[MATÉRIEL FOURNI]
****
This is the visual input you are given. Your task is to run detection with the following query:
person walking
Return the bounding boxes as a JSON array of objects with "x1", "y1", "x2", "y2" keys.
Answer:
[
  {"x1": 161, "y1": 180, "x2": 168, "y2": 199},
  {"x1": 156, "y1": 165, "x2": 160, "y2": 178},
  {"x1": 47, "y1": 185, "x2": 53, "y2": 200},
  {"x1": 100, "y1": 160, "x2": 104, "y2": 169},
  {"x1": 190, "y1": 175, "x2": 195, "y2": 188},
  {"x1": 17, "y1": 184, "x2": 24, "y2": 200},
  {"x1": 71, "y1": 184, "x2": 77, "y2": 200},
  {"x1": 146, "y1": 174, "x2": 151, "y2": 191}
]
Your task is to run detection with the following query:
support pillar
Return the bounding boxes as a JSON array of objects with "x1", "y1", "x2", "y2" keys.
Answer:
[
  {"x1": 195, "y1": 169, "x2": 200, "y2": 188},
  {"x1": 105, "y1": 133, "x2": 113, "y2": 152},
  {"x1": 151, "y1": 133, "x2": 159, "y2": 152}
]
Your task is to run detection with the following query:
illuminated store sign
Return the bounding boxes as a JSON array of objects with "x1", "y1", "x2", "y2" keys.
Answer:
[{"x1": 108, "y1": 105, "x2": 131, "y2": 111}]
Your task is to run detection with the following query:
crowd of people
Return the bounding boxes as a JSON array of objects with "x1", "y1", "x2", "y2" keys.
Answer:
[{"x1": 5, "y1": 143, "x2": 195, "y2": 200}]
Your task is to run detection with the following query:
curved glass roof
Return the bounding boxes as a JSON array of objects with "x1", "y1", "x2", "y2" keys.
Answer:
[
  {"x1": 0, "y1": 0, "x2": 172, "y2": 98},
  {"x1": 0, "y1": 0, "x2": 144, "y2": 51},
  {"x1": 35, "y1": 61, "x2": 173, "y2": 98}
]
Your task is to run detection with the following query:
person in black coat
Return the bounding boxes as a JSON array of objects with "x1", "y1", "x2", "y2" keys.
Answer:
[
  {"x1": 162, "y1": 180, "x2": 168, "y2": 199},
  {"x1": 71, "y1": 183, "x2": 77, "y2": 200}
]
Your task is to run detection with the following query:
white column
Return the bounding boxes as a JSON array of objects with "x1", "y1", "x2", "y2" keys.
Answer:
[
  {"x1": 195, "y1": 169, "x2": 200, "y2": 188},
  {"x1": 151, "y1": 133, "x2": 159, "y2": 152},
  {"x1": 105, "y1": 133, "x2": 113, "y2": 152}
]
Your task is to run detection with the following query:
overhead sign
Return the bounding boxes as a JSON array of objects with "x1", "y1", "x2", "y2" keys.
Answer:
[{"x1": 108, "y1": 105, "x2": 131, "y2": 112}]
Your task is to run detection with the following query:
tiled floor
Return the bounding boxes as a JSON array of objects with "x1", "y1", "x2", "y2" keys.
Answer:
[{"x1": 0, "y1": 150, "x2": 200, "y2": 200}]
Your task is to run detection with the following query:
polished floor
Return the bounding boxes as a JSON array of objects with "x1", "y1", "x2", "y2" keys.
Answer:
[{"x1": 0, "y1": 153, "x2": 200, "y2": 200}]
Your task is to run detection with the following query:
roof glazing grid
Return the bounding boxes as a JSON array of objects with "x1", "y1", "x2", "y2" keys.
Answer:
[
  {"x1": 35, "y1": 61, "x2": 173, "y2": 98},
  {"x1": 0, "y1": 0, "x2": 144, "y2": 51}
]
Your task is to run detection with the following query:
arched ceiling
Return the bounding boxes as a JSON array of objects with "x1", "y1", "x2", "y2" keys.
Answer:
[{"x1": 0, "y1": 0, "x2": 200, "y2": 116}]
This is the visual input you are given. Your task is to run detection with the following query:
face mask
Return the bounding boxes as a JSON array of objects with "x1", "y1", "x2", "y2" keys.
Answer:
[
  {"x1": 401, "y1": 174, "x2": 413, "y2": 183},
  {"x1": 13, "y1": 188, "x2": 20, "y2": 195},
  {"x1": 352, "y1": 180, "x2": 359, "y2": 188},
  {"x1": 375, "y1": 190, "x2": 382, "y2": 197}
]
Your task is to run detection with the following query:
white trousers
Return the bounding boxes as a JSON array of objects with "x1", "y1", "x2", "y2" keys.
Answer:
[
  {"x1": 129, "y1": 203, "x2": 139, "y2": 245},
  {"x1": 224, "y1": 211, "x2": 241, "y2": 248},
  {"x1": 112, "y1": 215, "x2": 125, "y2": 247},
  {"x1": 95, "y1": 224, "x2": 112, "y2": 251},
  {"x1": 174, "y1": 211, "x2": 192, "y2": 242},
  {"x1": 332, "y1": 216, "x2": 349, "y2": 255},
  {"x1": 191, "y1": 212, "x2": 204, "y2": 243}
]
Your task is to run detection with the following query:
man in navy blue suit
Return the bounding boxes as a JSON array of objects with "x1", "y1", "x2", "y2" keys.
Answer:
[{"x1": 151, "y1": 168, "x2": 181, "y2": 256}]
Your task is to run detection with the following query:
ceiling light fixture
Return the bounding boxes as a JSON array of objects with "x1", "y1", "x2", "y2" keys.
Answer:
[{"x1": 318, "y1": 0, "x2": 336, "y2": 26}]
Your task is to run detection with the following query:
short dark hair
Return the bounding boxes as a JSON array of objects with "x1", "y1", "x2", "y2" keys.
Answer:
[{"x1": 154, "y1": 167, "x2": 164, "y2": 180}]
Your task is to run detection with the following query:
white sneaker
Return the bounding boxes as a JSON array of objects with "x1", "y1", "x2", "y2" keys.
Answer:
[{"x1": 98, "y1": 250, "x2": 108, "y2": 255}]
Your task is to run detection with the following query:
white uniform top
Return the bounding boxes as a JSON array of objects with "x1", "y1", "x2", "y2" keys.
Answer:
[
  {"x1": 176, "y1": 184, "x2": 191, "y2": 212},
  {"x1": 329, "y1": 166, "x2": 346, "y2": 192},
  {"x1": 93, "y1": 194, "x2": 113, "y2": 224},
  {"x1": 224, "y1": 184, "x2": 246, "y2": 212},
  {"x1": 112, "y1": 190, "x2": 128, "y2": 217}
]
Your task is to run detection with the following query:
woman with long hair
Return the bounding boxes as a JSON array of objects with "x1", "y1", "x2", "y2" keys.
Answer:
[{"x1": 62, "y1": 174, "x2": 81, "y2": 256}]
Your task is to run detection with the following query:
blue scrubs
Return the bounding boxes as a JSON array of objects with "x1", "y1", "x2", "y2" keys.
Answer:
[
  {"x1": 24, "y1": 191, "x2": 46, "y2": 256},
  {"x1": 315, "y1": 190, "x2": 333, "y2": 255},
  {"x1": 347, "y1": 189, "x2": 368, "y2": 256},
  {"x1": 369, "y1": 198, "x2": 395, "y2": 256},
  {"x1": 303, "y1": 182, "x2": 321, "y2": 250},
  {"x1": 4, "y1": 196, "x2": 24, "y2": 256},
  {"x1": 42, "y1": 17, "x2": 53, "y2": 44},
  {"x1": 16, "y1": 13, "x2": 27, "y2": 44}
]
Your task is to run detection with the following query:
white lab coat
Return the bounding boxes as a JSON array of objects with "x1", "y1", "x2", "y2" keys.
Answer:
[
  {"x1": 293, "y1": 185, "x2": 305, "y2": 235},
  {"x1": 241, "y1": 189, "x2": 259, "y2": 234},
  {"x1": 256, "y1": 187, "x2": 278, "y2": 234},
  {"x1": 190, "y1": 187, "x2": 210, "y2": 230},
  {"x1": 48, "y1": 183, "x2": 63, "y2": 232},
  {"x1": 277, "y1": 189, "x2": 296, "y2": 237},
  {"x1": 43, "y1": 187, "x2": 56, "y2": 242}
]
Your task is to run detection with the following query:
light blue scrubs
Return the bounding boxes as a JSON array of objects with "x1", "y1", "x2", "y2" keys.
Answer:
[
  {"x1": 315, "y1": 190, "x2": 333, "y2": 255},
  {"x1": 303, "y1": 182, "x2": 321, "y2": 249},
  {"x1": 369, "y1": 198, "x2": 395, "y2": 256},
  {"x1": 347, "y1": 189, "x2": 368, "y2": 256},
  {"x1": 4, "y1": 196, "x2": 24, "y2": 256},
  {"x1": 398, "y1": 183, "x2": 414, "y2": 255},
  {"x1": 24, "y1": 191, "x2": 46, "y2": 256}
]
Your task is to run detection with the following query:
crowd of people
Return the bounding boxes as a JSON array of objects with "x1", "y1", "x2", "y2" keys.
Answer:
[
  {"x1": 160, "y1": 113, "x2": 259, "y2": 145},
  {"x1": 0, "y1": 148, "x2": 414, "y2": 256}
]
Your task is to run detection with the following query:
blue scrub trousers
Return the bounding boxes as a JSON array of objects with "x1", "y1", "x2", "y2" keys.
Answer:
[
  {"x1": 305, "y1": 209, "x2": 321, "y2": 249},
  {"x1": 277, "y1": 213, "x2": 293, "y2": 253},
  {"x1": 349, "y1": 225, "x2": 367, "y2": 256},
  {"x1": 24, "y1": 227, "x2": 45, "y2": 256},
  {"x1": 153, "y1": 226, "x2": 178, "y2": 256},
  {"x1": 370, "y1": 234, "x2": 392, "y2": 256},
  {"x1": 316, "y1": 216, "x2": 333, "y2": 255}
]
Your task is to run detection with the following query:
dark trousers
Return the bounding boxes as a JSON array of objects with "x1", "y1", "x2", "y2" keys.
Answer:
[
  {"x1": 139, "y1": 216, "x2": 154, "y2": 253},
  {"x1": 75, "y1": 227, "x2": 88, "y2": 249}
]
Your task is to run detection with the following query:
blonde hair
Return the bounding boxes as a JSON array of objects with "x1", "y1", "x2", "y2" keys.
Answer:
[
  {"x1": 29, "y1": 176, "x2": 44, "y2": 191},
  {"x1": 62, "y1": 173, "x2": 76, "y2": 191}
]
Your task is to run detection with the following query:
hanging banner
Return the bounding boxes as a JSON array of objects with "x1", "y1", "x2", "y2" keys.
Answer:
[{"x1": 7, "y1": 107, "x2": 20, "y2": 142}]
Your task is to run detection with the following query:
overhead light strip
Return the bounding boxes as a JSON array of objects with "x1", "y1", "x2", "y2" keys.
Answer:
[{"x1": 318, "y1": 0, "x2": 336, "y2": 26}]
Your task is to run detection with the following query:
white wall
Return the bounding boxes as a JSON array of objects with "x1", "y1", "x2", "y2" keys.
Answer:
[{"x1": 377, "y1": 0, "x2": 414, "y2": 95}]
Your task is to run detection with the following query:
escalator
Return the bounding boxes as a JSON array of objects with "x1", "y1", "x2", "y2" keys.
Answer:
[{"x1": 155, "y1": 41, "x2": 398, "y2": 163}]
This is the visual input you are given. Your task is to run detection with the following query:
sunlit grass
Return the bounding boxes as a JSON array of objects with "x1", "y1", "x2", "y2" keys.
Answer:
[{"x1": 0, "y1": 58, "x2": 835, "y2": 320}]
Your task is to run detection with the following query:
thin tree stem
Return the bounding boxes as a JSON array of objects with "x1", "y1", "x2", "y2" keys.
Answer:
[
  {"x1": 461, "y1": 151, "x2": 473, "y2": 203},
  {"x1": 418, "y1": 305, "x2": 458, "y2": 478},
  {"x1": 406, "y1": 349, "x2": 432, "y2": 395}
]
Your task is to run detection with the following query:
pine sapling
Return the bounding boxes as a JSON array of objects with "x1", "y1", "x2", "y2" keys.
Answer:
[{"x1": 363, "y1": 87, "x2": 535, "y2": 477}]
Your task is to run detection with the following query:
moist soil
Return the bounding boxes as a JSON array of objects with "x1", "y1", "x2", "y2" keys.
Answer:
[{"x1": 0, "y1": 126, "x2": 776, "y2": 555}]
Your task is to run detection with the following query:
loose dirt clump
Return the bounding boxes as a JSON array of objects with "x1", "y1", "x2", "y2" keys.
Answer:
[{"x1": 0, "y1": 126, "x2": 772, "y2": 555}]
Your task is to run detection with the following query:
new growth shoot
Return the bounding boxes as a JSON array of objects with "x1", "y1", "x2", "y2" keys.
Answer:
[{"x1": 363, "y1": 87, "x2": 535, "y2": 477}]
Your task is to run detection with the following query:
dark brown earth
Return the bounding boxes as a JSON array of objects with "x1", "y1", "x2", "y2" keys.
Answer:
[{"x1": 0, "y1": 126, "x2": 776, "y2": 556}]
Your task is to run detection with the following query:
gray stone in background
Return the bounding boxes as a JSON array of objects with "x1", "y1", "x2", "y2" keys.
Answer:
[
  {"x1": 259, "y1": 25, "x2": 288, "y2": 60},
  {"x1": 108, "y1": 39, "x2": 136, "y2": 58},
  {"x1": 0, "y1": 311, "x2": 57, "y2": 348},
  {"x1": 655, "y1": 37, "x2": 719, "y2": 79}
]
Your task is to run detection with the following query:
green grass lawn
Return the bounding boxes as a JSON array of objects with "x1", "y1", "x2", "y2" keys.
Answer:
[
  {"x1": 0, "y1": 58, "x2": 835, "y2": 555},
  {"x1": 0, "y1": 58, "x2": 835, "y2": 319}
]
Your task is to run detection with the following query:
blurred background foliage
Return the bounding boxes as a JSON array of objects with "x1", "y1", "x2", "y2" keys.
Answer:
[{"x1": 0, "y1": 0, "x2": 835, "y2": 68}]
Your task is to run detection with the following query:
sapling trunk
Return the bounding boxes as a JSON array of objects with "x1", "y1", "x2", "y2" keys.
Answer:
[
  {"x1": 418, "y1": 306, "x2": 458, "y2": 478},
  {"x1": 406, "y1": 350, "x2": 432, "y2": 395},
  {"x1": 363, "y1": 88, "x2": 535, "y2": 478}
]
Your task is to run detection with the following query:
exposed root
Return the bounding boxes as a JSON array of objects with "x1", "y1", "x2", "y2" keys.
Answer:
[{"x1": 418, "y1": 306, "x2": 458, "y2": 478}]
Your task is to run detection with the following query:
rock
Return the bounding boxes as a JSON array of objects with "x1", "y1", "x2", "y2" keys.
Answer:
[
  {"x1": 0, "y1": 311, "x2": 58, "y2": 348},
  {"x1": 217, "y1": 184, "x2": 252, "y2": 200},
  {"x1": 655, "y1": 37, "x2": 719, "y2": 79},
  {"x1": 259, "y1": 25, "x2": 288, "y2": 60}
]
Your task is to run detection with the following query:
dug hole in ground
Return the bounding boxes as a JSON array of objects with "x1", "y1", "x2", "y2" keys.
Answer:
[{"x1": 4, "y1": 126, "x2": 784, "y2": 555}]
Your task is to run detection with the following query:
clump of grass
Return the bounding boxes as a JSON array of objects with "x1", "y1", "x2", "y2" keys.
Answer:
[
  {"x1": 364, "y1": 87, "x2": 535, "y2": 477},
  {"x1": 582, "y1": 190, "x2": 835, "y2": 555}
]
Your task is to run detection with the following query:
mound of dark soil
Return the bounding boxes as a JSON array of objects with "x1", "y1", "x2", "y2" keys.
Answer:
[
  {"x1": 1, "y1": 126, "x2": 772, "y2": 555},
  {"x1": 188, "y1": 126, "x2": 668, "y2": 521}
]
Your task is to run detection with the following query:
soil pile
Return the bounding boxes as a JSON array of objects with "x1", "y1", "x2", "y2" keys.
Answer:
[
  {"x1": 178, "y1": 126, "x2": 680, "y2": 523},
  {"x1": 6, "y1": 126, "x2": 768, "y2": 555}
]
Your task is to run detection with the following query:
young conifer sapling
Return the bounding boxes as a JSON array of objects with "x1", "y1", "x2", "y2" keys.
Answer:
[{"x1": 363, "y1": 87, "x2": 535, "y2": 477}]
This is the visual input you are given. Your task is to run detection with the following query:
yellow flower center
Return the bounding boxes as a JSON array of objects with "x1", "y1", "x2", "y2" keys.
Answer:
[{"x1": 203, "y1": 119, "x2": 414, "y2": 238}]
****
[CONSIGNE DONNÉE]
Indiquez combien de lignes du matériel ci-dessus contiennent la chaîne « ceiling », en respectant la casse. Donnez uniquement ce nombre.

[CORRIGÉ DE L'EXERCICE]
2